## SELECTED PASSAGE

No. 445-x. 42. Mary hath chosen that good part which shall not be taken away from her.] The Jews had commonly every one his table; and this custom was not peculiar to them, for Tacitus says the same thing of the Germans. Ulysses, in Homer, treating the deputies of the isle of Corfu, ordered as many tables to be set as there were persons, and caused every one to be served with his portion of wine and meat. Elkanah gave Hannah, whom he loved rather than Peninnah, a worthy portion in the meal that followed the sacrifice. (1 Sam. i. 5.) David sacrificing after he had danced before the ark, gave the people a feast, in which every one had his bread and his flagon of wine. (2 Sam. vi. 19.) It is thought that David alludes to this custom when he says, the Lord is the portion of mine inheritance, (marg. of my part) and of my cup; thou maintainest my lot, (Psalm xvi. 5.) and that Christ also referred to this practice in saying that Mary had chosen the good part. This custom has however now ceased among the Jews, and at present they eat at the same table, like other nations.

BASNAGE'S History of the Jews, chap. xvi. § 1.

## EXTRACTED ENTRIES
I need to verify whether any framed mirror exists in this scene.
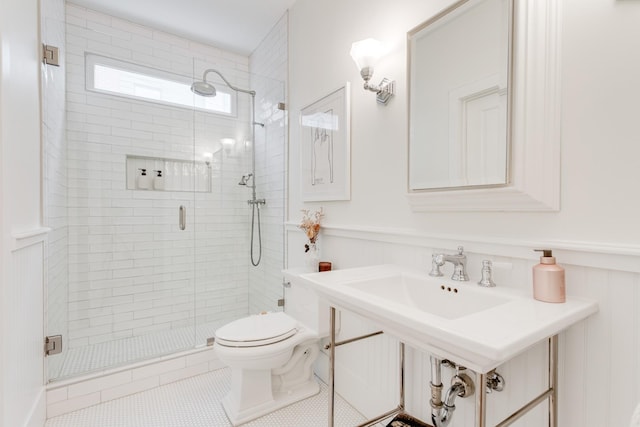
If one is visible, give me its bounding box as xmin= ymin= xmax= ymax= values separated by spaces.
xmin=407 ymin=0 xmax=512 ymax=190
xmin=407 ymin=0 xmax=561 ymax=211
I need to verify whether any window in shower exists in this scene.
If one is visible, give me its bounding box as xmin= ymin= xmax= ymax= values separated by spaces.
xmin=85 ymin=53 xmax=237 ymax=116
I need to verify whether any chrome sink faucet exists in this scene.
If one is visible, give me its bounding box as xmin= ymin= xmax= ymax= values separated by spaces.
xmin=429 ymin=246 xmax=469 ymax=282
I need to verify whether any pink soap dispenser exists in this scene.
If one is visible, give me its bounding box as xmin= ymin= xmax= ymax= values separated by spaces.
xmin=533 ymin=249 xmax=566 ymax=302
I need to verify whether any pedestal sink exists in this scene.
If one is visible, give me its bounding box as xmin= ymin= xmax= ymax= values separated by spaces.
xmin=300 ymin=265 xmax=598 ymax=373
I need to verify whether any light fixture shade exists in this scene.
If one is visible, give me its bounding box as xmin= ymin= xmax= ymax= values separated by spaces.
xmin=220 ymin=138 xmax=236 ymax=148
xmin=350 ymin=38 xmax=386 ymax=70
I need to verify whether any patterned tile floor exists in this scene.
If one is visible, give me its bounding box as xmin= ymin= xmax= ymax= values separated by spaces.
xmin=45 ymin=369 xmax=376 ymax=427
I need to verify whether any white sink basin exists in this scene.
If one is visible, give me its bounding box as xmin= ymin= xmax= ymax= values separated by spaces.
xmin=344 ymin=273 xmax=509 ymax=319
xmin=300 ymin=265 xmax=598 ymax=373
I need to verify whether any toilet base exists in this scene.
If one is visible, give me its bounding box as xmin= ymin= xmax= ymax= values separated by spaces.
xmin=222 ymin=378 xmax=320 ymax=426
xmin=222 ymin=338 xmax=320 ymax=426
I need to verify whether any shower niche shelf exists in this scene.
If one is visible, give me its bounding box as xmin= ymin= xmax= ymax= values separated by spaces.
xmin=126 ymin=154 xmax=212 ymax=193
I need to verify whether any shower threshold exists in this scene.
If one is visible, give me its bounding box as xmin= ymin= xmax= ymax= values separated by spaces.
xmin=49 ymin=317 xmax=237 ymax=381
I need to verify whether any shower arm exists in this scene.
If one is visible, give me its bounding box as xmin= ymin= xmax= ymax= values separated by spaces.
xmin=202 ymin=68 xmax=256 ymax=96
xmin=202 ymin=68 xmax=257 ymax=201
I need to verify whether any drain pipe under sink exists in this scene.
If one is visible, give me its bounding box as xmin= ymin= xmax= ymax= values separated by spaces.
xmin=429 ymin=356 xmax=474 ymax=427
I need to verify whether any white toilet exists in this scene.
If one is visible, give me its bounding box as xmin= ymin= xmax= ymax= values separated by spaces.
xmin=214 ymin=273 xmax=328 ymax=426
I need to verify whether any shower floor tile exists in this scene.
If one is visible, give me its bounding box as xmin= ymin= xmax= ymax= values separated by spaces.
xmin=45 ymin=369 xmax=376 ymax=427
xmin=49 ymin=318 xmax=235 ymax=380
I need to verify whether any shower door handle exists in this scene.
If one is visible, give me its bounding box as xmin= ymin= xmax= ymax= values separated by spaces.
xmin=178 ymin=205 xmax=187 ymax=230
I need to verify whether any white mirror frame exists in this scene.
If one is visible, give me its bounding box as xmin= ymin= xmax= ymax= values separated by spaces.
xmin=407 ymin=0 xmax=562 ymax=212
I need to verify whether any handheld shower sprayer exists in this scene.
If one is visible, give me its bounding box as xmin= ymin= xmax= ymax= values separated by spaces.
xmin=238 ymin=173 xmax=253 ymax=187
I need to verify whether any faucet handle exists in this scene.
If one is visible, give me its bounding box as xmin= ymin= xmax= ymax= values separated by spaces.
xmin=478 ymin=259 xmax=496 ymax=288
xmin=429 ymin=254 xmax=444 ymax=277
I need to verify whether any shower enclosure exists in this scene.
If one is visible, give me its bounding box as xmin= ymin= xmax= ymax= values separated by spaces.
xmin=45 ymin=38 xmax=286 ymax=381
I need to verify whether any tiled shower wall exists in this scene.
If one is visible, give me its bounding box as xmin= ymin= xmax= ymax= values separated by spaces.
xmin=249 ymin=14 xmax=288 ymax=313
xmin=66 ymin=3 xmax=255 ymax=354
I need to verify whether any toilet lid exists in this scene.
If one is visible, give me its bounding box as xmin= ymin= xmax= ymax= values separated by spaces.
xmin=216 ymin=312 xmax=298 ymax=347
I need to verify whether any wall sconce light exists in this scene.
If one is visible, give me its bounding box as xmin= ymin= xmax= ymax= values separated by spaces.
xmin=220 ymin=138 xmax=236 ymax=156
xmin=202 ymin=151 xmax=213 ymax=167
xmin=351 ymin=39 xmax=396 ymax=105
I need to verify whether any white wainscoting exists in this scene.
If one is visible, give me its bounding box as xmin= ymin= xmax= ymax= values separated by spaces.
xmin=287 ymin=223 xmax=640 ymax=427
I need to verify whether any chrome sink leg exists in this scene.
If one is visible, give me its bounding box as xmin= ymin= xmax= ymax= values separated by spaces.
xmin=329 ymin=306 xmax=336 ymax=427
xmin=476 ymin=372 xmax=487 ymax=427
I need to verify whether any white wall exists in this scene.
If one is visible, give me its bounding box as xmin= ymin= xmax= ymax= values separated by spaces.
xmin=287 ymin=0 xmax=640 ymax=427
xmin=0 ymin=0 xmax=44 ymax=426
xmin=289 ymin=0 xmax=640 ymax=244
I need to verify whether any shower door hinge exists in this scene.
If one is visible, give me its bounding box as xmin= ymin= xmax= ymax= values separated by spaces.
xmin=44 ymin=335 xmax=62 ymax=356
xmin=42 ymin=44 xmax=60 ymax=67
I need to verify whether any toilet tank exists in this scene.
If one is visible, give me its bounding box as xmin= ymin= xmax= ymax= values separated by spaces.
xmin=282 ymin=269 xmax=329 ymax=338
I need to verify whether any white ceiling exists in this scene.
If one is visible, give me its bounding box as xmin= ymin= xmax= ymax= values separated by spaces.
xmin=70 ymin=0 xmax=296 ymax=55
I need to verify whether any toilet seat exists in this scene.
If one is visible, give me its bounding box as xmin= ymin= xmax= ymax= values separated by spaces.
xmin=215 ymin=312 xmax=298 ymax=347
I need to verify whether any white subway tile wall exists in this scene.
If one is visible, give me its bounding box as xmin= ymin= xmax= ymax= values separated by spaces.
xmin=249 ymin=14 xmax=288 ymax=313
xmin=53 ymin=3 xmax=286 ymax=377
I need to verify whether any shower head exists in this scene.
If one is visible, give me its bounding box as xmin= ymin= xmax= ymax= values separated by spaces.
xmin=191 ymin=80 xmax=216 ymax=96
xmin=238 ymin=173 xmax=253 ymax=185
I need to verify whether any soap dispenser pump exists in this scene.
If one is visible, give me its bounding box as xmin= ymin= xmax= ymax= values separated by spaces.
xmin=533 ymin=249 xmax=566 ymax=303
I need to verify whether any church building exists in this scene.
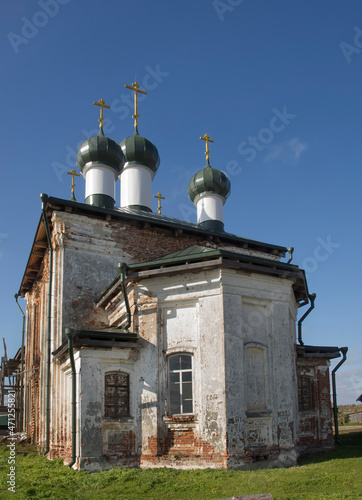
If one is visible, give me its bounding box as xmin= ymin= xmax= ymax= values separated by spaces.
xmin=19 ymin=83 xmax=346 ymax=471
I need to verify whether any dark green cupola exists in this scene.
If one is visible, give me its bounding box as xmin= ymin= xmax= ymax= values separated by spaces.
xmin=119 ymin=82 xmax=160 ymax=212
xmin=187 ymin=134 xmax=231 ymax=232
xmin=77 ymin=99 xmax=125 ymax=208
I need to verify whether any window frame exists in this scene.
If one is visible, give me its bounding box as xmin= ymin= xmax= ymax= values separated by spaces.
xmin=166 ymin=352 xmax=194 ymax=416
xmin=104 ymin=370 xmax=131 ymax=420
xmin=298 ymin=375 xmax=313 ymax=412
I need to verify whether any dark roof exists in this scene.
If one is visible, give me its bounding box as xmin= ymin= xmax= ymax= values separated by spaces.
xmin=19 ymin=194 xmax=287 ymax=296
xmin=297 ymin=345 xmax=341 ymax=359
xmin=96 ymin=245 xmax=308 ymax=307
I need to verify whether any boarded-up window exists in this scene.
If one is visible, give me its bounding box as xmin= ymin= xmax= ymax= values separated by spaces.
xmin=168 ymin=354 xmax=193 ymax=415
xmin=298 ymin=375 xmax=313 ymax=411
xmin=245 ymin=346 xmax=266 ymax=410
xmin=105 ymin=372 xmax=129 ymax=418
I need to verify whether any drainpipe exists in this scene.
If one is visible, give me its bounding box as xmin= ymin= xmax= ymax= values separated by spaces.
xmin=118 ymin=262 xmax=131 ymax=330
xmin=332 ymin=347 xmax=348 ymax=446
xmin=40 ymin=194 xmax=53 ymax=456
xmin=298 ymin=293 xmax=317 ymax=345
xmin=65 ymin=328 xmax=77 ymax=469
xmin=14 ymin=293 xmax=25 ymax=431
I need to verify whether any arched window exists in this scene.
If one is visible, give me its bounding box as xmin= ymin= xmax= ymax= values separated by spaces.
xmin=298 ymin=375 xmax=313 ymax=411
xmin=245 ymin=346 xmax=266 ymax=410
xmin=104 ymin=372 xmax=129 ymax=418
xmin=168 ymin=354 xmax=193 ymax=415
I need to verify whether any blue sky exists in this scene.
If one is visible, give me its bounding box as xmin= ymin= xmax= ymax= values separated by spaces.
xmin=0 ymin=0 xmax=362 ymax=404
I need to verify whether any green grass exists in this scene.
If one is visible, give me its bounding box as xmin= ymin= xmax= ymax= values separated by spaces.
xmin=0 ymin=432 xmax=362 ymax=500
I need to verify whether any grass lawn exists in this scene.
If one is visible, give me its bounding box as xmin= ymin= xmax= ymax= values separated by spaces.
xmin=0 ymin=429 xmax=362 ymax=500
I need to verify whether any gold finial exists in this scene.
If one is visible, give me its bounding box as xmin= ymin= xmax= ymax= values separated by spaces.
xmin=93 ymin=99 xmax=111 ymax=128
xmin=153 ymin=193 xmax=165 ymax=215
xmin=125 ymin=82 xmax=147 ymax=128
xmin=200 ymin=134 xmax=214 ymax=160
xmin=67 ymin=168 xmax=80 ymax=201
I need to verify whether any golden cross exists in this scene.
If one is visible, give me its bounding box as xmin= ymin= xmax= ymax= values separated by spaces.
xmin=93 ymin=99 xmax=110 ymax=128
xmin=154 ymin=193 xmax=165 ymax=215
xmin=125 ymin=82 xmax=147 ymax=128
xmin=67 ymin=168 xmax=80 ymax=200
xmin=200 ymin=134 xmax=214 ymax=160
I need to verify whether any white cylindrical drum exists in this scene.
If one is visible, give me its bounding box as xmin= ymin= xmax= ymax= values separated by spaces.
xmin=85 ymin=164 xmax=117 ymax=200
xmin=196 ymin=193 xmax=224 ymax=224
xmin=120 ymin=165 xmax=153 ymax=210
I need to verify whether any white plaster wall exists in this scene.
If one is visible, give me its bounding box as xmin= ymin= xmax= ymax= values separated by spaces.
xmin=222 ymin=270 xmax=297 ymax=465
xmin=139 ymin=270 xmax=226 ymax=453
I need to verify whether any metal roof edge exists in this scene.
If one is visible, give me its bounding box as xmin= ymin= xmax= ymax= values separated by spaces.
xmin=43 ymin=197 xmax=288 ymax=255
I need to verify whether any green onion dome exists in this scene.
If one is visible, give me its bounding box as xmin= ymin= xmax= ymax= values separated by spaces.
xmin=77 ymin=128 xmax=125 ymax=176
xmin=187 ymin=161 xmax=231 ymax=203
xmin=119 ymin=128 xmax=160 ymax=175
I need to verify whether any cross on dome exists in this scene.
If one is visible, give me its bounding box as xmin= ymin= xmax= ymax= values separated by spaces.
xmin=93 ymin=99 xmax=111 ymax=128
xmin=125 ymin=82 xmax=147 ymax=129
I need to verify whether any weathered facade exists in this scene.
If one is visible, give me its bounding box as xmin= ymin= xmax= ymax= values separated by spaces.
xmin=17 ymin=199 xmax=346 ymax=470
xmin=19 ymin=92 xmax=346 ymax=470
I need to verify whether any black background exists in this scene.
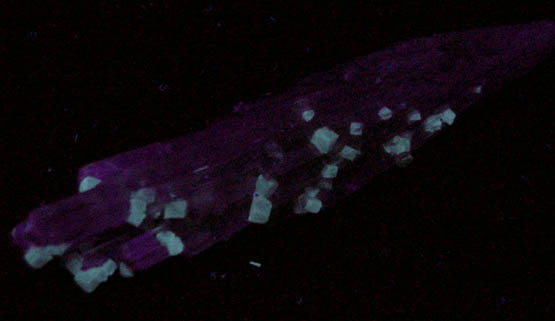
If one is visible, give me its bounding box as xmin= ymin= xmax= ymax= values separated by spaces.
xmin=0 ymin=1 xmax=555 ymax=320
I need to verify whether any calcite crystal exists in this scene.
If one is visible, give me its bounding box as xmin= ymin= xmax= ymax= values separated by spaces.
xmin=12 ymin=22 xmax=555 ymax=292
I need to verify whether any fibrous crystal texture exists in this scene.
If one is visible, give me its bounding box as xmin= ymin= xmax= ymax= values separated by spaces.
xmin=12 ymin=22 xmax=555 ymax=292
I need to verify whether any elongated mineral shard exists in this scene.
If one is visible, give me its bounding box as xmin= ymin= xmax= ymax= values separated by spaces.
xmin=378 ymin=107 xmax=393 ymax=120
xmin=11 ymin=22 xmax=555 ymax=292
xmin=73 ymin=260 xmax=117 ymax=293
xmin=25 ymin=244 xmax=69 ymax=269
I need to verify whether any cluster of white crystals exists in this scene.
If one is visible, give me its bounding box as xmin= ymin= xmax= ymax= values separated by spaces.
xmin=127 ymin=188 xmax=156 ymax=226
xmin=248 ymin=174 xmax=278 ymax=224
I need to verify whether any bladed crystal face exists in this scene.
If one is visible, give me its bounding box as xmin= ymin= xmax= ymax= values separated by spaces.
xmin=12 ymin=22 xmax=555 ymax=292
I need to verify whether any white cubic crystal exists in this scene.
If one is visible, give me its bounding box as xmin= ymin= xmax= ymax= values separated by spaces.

## TASK REQUIREMENTS
(1) Summarize the note on ancient table customs in two sentences.
(2) In the note on ancient table customs, which writer is said to report the same practice among the Germans?
(3) Carry on the note on ancient table customs from its final line.

## ANSWERS PROVIDED
(1) The Jews commonly gave each person his own table and portion, a practice also reported of the Germans by Tacitus and of Ulysses in Homer, and seen in the portions given by Elkanah and by David. David's words about the Lord as the portion of his inheritance and Christ's remark that Mary chose the good part are thought to refer to this custom, which has since ceased among the Jews, who now eat at the same table.

(2) Tacitus.

(3)
No. 446.-xi. 7. He from within shall answer and say, trouble me not, the door is now shut, and my children are with me in bed.] Maillet informs us that it is common in Egypt for each person to sleep in a separate bed. Even the husband and the wife lie in two distinct beds in the same apartment. Their female slaves also, though several lodge in the same chamber, yet have each a separate mattrass. (Lett. xi. p. 124.) Sir John Chardin also observes, that it is usual for a whole family to sleep in the same room, especially those in lower life, laying their beds on the ground. From these circumstances we learn the precise meaning of the reply now referred to: he from within shall answer and say, trouble me not, the door is now shut, and my children are with me in bed: I cannot rise and give thee; it signifies that they were all in bed in the same apartment, not in the same bed.

When Solomon speaks of two lying together in one bed to get heat, we must suppose that he means it for medicinal purposes, as it was sometimes done with that view, but hardly ever else. (Eccles. iv. 11. 1 Kings, i. 1, 2.) HARMER, vol. i. p. 164.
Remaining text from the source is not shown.